Valdis Eyzhenovich (Yevgenyevich) Pelsh (rus. Валдис Евгеньевич Пельш, born 5 June 1967 in Riga) is a Latvian-born Soviet and Russian television presenter, television director, television producer and musician, winner of two TEFI awards (in 1997 and 2005). Valdis Pelšs currently works as a screen actor and manages child programs subdivision on Channel One. He hosted several popular game shows, such as Ugadai Melodiu, Russian Roulette and Rozygrysh. 
Pelšs is a former vocalist and percussion instrument player for Neschastny Sluchai, a band founded by him and Alexei Kortnev in 1983.

Career 
Valdis Pelšs graduated from the Lomonosov Moscow State University (MSU), Faculty of Philosophy. He first appeared on television as a contestant on the KVN show as part of the MSU team with his friend Alexei Kortnev (1987). Together they also participated in Oba-na. A few years earlier, in 1983, they had formed an alternative rock band called Neschastny Sluchai (the band's name meaning "unfortunate event" in Russian), which Pelšs would leave in 1997.

---------------

Prompt 1:
Summarize the biography of Valdis Pelšs in two sentences.
Prompt 2:
According to the biography of Valdis Pelšs, in what year did he leave the band Neschastny Sluchai?
Prompt 3:
Write the next passage of the Valdis Pelšs biography, beginning after its last sentence.
The material placed after this text comes from an unrelated source.

Data:
---------------

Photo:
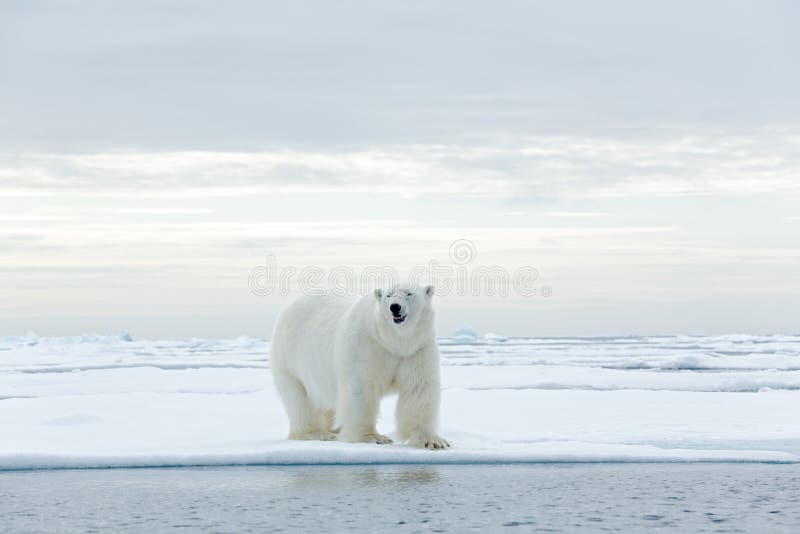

---------------

Task result 1:
Valdis Pelšs, born in Riga in 1967, is a Soviet and Russian television presenter, director, producer and musician who has won two TEFI awards and hosted game shows such as Ugadai Melodiu, Russian Roulette and Rozygrysh. A graduate of the MSU Faculty of Philosophy, he first appeared on television on KVN with Alexei Kortnev, with whom he had founded the band Neschastny Sluchai in 1983 before leaving it in 1997.

Task result 2:
1997

Task result 3:
In 1995 Vladislav Listyev invited him to work on the musical game show Ugadai Melodiu, a Russian version of Name That Tune aired  on Channel One. The show quickly gained popularity: it achieved a viewer share of 96%, for which Valdis Pelšs was inducted in The Guinness Book of Records as the most popular Russian television personality. After the death of Sergei Suponev in 2001 Pelšs manages child programs subdivision on Channel One. For his work as a TV host he received TEFI awards in 1997 and 2005.

Shows hosted 
 Ugadai Melodiu
 Ugadai i kompania (Ugadaika)
 Russian Roulette
 Vlastelin Vkusa
 Eti Zabavnye Zhyvotnye
 Rozygrysh
 Odni doma
 Wheel Of Fortune (Pole Chudes) (Appears twice of each episode on 27th of December, 2002 and 30th of December, 2002)

Filmography
 1998: Na boykom meste
 2000: Brother 2 (as himself)
 2005: The Turkish Gambit
 2007: Zolushka.ru (as himself)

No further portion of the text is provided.